____ ITEM DATASET

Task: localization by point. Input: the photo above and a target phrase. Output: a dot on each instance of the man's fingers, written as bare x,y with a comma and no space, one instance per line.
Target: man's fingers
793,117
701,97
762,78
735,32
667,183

________

--- TUGAS ANDA ---
Ubah semua baris pada seluruh item di atas menjadi daftar bernomor, dengan melewati baris kosong.

--- HASIL TUGAS ---
1. Task: localization by point. Input: the photo above and a target phrase. Output: a dot on each instance of the man's fingers, written as bare x,y with a comma and no space, one instance per line.
2. Target: man's fingers
3. 793,117
4. 701,97
5. 762,78
6. 735,32
7. 667,183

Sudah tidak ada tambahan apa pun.